▶ _Data records_
--------------------

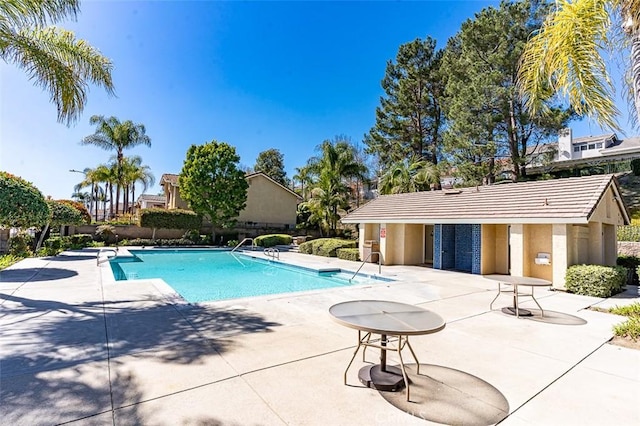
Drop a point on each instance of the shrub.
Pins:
(595, 280)
(81, 240)
(630, 328)
(349, 254)
(142, 242)
(8, 260)
(273, 240)
(20, 245)
(325, 246)
(306, 247)
(170, 219)
(631, 263)
(21, 204)
(628, 233)
(193, 235)
(106, 233)
(86, 216)
(52, 246)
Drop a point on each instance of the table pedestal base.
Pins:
(510, 310)
(373, 377)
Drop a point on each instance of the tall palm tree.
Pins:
(565, 57)
(113, 135)
(52, 57)
(410, 175)
(106, 173)
(135, 172)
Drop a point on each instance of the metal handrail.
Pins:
(272, 252)
(253, 244)
(106, 258)
(365, 261)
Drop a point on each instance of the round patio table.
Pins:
(394, 322)
(515, 282)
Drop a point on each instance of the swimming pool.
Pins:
(208, 275)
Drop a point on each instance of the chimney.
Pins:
(565, 148)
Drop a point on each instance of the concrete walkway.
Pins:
(78, 347)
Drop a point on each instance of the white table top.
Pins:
(384, 317)
(511, 279)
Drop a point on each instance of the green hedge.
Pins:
(595, 280)
(273, 240)
(170, 219)
(325, 246)
(171, 242)
(349, 254)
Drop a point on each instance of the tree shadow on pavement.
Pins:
(56, 355)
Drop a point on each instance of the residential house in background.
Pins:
(536, 228)
(148, 201)
(590, 151)
(269, 204)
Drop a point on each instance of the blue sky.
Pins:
(257, 75)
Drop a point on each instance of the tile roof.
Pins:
(169, 178)
(570, 200)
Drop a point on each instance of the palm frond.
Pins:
(565, 57)
(59, 63)
(37, 13)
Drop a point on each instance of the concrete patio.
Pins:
(78, 347)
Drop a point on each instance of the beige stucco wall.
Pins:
(607, 210)
(494, 257)
(538, 239)
(392, 244)
(268, 202)
(412, 253)
(174, 201)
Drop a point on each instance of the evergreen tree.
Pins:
(485, 112)
(212, 183)
(409, 120)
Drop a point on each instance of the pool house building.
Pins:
(535, 229)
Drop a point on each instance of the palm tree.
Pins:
(565, 57)
(105, 173)
(411, 175)
(113, 135)
(92, 179)
(135, 172)
(52, 57)
(330, 194)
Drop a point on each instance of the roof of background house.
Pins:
(169, 178)
(595, 139)
(173, 180)
(571, 200)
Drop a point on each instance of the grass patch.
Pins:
(630, 328)
(8, 260)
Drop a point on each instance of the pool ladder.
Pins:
(105, 251)
(271, 252)
(253, 244)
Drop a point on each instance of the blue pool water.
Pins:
(207, 275)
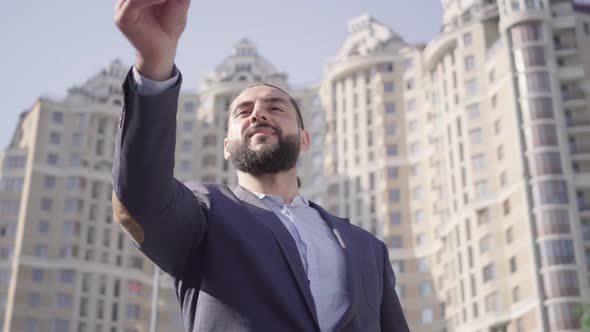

--------------------

▶ _Exercise prompt_
The entries above are to be retyped exactly, with each picture left out.

▶ _Result_
Drop a point on each instance of the shrub.
Pins:
(595, 280)
(81, 240)
(630, 328)
(349, 254)
(142, 242)
(8, 260)
(273, 240)
(20, 245)
(325, 246)
(306, 247)
(170, 219)
(631, 263)
(21, 204)
(628, 233)
(193, 235)
(106, 233)
(86, 216)
(52, 246)
Drop a point on each instance of the table pedestal base.
Pins:
(510, 310)
(373, 377)
Drop a point on each instance of the tall palm tree.
Pins:
(565, 57)
(113, 135)
(52, 57)
(410, 175)
(106, 173)
(135, 172)
Drop a point on each instance of the metal handrail.
Pins:
(272, 252)
(253, 244)
(106, 258)
(365, 261)
Drop a point on each instance of the round patio table.
Pins:
(394, 322)
(515, 282)
Drop a point on each instance of the swimming pool.
Pins:
(208, 275)
Drop a point on each instance of the chimney.
Pins:
(565, 148)
Drop a point on each instance of the concrete walkway.
Pins:
(78, 347)
Drop a point on each instance of the white table top.
Pins:
(384, 317)
(511, 279)
Drop a point on each instance of the green hedge.
Pins:
(595, 280)
(273, 240)
(170, 219)
(325, 246)
(171, 242)
(349, 254)
Drop a point on each instance of the tree shadow on pavement.
Pins:
(56, 355)
Drop a point on each instance of the residential house in background.
Pins:
(536, 228)
(148, 201)
(590, 151)
(269, 204)
Drop a point on each instance of the blue sky.
Pins:
(257, 75)
Drop a point on each instance of the tile roof.
Pins:
(169, 178)
(570, 200)
Drop a point on each instance of the palm frond.
Pins:
(565, 57)
(59, 63)
(37, 13)
Drop a point on each instance of the concrete patio.
Pins:
(78, 347)
Drop a point on each instance of the beige stucco wall.
Pins:
(607, 210)
(494, 257)
(538, 239)
(392, 244)
(268, 202)
(412, 253)
(174, 201)
Drop a point on each instance of the evergreen tree.
Pins:
(485, 112)
(212, 183)
(409, 120)
Drop a point on each instance of the pool house building.
Pins:
(535, 229)
Drop a point on each instance of the palm tree.
Pins:
(565, 57)
(105, 173)
(411, 175)
(113, 135)
(92, 179)
(135, 172)
(52, 57)
(330, 194)
Drop a point on each instance of the roof of background house.
Pins:
(169, 178)
(595, 139)
(173, 180)
(571, 200)
Drop a point on each instance of the grass patch.
Pins:
(630, 328)
(8, 260)
Drop a point on each instance of the pool ladder.
Pins:
(105, 251)
(271, 252)
(253, 244)
Drop a point on each instance of the blue pool water.
Pins:
(207, 275)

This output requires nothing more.